# [Required work]
Could you retype every entry below exactly as written?

# [Supplied information]

********

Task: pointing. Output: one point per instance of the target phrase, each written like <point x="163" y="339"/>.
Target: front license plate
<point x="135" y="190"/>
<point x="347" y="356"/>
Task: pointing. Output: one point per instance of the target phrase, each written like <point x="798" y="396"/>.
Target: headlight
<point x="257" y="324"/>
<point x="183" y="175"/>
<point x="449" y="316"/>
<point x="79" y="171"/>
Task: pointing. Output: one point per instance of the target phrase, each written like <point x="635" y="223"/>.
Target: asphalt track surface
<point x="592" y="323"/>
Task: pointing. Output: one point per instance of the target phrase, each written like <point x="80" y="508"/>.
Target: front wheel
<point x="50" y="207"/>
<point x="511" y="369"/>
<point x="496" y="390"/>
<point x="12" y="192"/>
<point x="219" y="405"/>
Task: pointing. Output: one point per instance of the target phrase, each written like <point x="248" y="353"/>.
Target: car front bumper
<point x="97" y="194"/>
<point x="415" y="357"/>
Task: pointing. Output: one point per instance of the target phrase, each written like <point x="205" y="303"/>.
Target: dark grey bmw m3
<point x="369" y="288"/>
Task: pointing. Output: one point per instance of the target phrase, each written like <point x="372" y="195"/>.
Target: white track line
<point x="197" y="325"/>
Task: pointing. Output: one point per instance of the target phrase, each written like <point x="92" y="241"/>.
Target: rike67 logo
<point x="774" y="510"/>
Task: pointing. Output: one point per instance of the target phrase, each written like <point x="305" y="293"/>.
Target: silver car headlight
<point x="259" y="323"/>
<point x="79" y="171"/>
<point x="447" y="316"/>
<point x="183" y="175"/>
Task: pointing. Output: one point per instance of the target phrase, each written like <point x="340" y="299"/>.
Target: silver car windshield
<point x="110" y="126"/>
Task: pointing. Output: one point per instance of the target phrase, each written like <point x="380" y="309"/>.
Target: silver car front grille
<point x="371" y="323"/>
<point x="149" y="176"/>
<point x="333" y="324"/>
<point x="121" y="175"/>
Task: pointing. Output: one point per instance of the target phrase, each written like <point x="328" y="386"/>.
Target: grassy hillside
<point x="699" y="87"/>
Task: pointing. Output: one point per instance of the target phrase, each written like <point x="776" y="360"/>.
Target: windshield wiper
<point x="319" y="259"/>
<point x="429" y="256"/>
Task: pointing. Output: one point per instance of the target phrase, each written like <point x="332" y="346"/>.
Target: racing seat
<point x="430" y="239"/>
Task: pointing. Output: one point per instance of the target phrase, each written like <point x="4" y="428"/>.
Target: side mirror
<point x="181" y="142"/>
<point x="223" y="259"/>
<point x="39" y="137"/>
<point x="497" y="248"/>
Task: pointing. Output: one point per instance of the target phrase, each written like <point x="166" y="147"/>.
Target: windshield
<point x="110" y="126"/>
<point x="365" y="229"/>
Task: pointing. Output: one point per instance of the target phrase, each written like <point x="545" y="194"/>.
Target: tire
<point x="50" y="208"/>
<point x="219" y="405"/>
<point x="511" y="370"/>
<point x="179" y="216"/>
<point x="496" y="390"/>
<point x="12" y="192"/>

********

# [Response area]
Task: pointing. Output: one point per instance of the target phrase, each written like <point x="163" y="339"/>.
Target: front license plate
<point x="135" y="190"/>
<point x="347" y="356"/>
Task: pointing. Output: one point per instance of the target phrase, each written like <point x="798" y="396"/>.
Target: headlight
<point x="257" y="324"/>
<point x="183" y="175"/>
<point x="449" y="316"/>
<point x="79" y="171"/>
Task: pointing. Output: one point per instance of the target phrase, each written like <point x="635" y="223"/>.
Target: asphalt track surface
<point x="592" y="323"/>
Task: pointing. Output: one point per instance of the target phrase, each written like <point x="80" y="508"/>.
Target: front wheel
<point x="50" y="207"/>
<point x="511" y="369"/>
<point x="496" y="390"/>
<point x="12" y="192"/>
<point x="219" y="405"/>
Task: pointing. Output: one point per instance of the target phrase, each written like <point x="248" y="353"/>.
Target: car front bumper
<point x="97" y="194"/>
<point x="415" y="357"/>
Task: pointing. Output: one point per instance of the target phrase, each written like <point x="205" y="303"/>.
Target: dark grey bmw m3
<point x="369" y="288"/>
Task: pointing. Output: one point per instance of the target phrase, each written like <point x="372" y="195"/>.
Target: white track line
<point x="197" y="325"/>
Task: pointing. Output: one point per instance of the target phrase, each written like <point x="92" y="241"/>.
Target: rike67 logo
<point x="774" y="510"/>
Task: pointing. Output: one point per instance of the target phrase, each written like <point x="305" y="293"/>.
Target: silver car headlight
<point x="259" y="323"/>
<point x="79" y="171"/>
<point x="447" y="316"/>
<point x="183" y="175"/>
Task: pointing. Output: one point per instance of the target phrase, each written like <point x="340" y="299"/>.
Target: silver car windshield
<point x="110" y="126"/>
Task: pointing. Output: one point per instance of the target phrase, each written like <point x="380" y="309"/>.
Target: silver car front grille
<point x="371" y="323"/>
<point x="149" y="176"/>
<point x="333" y="324"/>
<point x="121" y="175"/>
Task: pointing. Output: one point per instance of the target phrase, each written like <point x="328" y="386"/>.
Target: grassy hillside
<point x="699" y="87"/>
Task: pointing. Output: one point per instance of the target phrase, each written like <point x="776" y="360"/>.
Target: windshield wiper
<point x="319" y="259"/>
<point x="429" y="256"/>
Task: pointing. Output: one point per instance of the target phrase, each written like <point x="332" y="346"/>.
Target: racing seat
<point x="430" y="239"/>
Task: pointing. Output: one point per instance of the target phrase, each written like <point x="4" y="428"/>.
Target: side mirror
<point x="181" y="142"/>
<point x="223" y="259"/>
<point x="39" y="137"/>
<point x="497" y="248"/>
Task: pointing. Output: one point per instance of the target phrase, each written like <point x="166" y="147"/>.
Target: windshield
<point x="110" y="126"/>
<point x="365" y="229"/>
Task: pointing. Output: one point per instance of the target phrase, each written like <point x="545" y="194"/>.
Target: tire
<point x="50" y="208"/>
<point x="219" y="405"/>
<point x="511" y="370"/>
<point x="179" y="216"/>
<point x="496" y="390"/>
<point x="12" y="192"/>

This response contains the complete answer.